The problem: Each line in the entries below that holds the string "cabinet" must be copied.

Supplied material:
-- Opening Marker --

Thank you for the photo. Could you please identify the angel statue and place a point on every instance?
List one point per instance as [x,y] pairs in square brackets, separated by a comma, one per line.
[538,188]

-- Closing Marker --
-- Opening Marker --

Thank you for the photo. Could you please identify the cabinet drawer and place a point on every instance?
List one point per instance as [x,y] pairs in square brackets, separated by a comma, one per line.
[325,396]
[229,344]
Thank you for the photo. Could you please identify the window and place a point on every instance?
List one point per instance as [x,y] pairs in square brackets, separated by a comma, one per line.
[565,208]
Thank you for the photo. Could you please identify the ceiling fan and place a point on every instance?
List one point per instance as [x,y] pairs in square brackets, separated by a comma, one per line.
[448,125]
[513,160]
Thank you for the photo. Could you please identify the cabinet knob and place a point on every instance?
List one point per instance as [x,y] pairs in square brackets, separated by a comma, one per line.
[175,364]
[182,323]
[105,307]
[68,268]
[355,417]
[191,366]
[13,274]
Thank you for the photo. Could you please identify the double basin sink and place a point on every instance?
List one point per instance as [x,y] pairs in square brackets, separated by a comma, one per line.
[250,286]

-- Closing Marker --
-- Opening Marker --

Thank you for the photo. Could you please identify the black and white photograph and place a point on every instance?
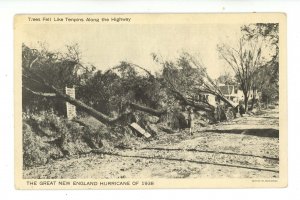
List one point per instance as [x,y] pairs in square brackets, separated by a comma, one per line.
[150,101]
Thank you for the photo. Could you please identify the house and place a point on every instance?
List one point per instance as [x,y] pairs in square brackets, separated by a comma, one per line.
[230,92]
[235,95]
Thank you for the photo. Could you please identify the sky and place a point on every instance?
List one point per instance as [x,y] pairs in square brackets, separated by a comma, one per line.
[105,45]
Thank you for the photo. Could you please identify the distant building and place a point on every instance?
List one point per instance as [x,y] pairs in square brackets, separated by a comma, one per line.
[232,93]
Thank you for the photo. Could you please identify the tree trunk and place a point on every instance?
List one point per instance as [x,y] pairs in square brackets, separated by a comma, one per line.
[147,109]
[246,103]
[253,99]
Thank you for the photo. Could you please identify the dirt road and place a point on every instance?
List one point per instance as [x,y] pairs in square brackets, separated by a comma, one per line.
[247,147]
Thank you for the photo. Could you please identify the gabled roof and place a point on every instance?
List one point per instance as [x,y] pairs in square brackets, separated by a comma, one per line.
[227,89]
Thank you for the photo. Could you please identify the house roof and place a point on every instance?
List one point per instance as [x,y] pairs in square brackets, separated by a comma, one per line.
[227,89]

-- Closing Marker --

Response to this task:
Thank you for the photo. Could you please identify the cabinet drawer and place a point on every instance?
Thank you for the photo. Could you please identify the cabinet knob and place a point on every instance?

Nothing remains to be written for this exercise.